** start Text segment **

Sunbeamland is the name for a manufacturing complex close to the centre of Wolverhampton, near England's "Black Country". Sunbeamland is where John Marston, a design engineer and entrepreneur, developed several large clusters of factory buildings.  The name "Sunbeamland" is derived from the Sunbeam range of motorcycles. A mile south of Sunbeamland, in Blakenhall, lies the Sunbeam Motor Car Company and Villiers Engineering, which became two of Wolverhampton's most important industries.

Sunbeamland - Sunbeam Cycle Works

Sunbeamland was John Marston Limited's bicycle and motorcycle factory on Wolverhampton's Paul Street fronting onto the Penn Road island now that the other side of the street has been cleared. They were built on the site of Edward Perry's Jeddo Works, which Marston had bought from Perry's estate in 1871.

The building, disused since the late 1990s, was declined Listed Building status by English Heritage but Wolverhampton City Council provided their own local 'listed' status.  Work has since begun to convert the building into apartments.

** end Text segment **
** start Data records **

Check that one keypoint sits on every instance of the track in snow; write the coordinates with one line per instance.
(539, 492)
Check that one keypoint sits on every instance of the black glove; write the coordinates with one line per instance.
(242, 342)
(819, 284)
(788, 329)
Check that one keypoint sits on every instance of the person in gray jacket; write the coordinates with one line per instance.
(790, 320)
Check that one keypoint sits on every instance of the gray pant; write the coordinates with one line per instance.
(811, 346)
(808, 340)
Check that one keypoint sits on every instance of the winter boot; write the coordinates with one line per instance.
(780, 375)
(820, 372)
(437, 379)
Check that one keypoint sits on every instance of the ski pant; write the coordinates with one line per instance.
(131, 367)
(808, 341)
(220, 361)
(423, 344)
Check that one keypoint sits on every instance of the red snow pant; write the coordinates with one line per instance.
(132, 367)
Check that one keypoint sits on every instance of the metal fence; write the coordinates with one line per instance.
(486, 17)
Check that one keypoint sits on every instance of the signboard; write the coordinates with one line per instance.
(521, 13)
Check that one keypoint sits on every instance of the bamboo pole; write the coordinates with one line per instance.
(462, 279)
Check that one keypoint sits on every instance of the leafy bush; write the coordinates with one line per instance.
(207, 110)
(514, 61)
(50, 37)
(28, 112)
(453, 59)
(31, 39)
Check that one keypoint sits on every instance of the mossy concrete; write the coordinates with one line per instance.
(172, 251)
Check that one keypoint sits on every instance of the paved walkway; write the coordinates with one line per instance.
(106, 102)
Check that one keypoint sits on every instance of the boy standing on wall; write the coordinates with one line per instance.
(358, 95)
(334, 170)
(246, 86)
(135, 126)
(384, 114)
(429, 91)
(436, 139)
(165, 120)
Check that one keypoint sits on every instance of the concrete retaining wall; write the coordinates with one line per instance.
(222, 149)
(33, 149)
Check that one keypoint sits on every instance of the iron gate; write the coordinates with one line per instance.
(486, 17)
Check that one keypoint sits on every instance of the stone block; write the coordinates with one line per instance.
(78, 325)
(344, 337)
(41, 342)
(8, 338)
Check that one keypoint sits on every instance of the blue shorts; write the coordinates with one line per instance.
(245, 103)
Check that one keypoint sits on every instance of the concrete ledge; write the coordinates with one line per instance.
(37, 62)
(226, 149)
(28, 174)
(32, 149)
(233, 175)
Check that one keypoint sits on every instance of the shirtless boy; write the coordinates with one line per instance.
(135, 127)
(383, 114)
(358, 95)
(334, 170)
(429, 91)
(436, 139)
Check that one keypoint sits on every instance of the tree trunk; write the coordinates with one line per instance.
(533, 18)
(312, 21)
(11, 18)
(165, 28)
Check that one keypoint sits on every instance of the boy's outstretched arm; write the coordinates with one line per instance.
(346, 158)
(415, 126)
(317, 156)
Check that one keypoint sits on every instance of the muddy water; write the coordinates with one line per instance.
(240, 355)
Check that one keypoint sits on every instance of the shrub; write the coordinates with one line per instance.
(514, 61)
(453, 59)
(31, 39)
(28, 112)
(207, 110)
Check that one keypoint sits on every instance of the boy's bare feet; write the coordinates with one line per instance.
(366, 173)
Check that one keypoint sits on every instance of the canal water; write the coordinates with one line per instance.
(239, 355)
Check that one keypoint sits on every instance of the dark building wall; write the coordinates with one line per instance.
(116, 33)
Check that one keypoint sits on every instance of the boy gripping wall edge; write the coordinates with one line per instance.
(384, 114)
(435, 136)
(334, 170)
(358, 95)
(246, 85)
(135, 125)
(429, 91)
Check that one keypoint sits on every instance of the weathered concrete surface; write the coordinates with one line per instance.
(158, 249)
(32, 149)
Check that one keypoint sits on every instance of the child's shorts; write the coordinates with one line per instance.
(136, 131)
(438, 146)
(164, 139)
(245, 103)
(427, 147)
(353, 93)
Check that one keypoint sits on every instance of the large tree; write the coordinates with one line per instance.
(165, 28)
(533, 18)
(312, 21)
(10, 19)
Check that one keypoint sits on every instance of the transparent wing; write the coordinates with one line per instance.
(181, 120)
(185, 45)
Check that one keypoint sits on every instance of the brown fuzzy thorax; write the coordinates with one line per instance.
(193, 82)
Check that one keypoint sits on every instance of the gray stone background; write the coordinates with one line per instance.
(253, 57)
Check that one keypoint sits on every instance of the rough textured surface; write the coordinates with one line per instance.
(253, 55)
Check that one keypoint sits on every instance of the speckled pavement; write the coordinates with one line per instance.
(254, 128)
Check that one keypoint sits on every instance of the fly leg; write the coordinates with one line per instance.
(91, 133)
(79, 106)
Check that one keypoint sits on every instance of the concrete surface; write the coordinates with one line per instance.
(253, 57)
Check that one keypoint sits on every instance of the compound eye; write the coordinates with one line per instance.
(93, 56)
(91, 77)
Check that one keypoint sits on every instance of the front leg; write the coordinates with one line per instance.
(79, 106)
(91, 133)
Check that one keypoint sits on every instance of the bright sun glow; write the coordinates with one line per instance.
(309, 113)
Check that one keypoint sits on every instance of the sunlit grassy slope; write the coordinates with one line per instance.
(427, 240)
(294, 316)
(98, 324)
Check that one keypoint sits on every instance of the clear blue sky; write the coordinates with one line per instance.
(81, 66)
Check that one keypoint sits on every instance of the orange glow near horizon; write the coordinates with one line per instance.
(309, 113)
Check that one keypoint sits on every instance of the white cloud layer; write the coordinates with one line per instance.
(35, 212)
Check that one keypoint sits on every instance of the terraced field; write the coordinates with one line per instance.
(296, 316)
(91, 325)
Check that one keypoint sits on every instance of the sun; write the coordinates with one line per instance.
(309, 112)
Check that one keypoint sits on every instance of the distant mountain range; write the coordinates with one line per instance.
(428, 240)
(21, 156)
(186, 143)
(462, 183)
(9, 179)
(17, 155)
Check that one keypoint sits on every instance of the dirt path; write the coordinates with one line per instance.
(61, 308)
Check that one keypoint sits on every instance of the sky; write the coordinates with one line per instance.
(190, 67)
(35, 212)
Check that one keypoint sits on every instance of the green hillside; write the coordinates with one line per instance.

** end Data records **

_Task instructions:_
• 1. From the text about Sunbeamland, extract the stretch from "Sunbeamland - Sunbeam" through "building into apartments.".
• 2. Summarize the Sunbeamland text in two sentences.

_Outputs for the tasks:_
• 1.
Sunbeamland - Sunbeam Cycle Works

Sunbeamland was John Marston Limited's bicycle and motorcycle factory on Wolverhampton's Paul Street fronting onto the Penn Road island now that the other side of the street has been cleared. They were built on the site of Edward Perry's Jeddo Works, which Marston had bought from Perry's estate in 1871.

The building, disused since the late 1990s, was declined Listed Building status by English Heritage but Wolverhampton City Council provided their own local 'listed' status.  Work has since begun to convert the building into apartments.

• 2. Sunbeamland was John Marston Limited's bicycle and motorcycle factory on Paul Street in Wolverhampton, built on the site of Edward Perry's Jeddo Works, which Marston bought in 1871. The building has been disused since the late 1990s and was declined Listed Building status by English Heritage but given local "listed" status by Wolverhampton City Council, and work has begun to convert it into apartments.